[Data items]
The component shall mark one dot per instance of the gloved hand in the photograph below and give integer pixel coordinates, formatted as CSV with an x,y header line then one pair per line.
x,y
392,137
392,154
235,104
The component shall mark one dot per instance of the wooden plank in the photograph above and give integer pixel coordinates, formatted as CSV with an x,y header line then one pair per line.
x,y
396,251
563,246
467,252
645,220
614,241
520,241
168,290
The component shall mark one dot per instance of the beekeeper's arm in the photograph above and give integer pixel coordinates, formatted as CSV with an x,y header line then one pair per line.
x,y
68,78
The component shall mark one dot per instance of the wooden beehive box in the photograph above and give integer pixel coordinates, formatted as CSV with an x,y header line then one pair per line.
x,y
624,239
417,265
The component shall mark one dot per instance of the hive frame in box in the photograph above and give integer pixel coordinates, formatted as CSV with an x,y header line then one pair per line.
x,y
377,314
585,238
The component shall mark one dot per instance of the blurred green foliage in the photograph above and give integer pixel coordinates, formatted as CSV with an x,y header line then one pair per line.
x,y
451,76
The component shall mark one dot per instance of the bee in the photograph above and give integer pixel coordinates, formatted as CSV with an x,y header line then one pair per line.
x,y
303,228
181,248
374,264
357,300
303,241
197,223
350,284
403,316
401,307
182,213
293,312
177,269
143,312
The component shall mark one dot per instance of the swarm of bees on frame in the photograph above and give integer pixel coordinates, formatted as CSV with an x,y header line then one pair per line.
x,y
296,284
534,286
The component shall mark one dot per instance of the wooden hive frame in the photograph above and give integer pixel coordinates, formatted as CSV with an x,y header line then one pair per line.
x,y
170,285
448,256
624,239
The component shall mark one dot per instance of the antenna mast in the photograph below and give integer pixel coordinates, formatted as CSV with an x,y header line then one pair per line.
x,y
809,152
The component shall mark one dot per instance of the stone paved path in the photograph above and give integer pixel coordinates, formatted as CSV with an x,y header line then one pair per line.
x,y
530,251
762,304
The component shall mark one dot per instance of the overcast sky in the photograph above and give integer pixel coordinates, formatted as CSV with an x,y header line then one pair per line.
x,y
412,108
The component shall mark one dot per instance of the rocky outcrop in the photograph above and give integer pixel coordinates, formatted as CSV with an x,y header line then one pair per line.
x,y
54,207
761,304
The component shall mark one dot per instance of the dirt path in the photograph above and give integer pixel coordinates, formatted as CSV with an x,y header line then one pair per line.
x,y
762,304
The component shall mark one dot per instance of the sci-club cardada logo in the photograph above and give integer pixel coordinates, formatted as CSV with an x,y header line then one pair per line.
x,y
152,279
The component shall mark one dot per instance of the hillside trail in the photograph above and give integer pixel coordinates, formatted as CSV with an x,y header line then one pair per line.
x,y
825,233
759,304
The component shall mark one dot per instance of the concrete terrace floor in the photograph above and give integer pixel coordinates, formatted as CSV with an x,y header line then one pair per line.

» AIM OF THE TASK
Whatever the entries say, repeat all of them exactly.

» WRITTEN SOLUTION
The component shall mark one dot per instance of the gloved hand in the photograph below and give integer pixel coordinates, formatted as CSV with an x,y header line then one pair per line.
x,y
392,137
392,154
235,104
The component shall mark one dot per instance of the wooden plank in the photograph above and give integer pixel coordinates, formatted as CSV with an x,y header line then one pair per line.
x,y
396,251
563,246
467,252
645,220
614,241
520,241
168,290
The component shall mark one dot per instance of the beekeeper's arm in the photograph above and give integer pixel coordinates, formatted as CSV with an x,y header line then one pair per line.
x,y
68,78
The component shall mark one dot per instance of the wooden beehive box in the photograph above and give integer pixel coordinates, formatted as CSV with an x,y header line then one pair per line.
x,y
624,239
417,265
The component shall mark one dot per instance of the hive frame in box in the photograph above and give integer pixel coordinates, formatted as CSV with an x,y header line then one pair per line.
x,y
377,314
585,238
The component shall mark one dot per instance of the blurred green foliage in the photograph above and give integer pixel coordinates, formatted as CSV with an x,y header line then one pair per line.
x,y
451,76
The component shall mark one dot per instance of the bee in the photograph above and give integer pixel coordinates, formatted as CSV with an x,y header line then one pair per line.
x,y
303,228
181,248
374,264
357,300
303,241
197,223
350,284
403,316
401,307
182,213
293,312
177,269
143,312
The component shall mark one dot per instance of the swarm of bees on frame in the photograph above and give integer pixel coordinates, formatted as CSV with an x,y header line then one pair per line.
x,y
296,284
534,286
The component shall mark one dot per instance of the wooden hive frame in the photograph above and give integer pixel coordinates, formatted as CSV with an x,y header line then one pair per line.
x,y
170,285
448,256
624,239
The component shall mark one dot per instance of the antenna mast in the photograph below and give integer pixel coordinates, formatted as CSV with an x,y header line then one pair per line.
x,y
809,152
The component shall mark one dot per instance of the stone paved path in the photograph above and give integer pixel coordinates, formatted as CSV with an x,y header line then one pair per line.
x,y
530,251
762,304
The component shall mark one dot per instance of the overcast sky in the photograph above and give integer pixel coordinates, formatted as CSV with an x,y header line then one pair per line.
x,y
412,108
The component shall mark one dot per instance of the rocky outcrop in the photograph above and give integer pixel coordinates, formatted as CSV with an x,y header line then one pair per line.
x,y
54,207
761,304
The component shall mark one dot per instance of the dirt path in the photograph above and give integer pixel coordinates, formatted as CSV with an x,y header line then one pair per line.
x,y
762,304
The component shall mark one dot per instance of the sci-club cardada logo in the photograph above and give integer pixel coordinates, formatted as CSV with an x,y header line then one pair per line.
x,y
152,279
The component shall mark one dot per instance of the hillside trail in the photograph above and give integer pixel coordinates, formatted as CSV with an x,y header line then one pair per line.
x,y
825,233
759,304
The component shall mark one dot per instance of the concrete terrace floor in the photograph above and give integer pixel coordinates, formatted as CSV with an x,y header line then one pair per line.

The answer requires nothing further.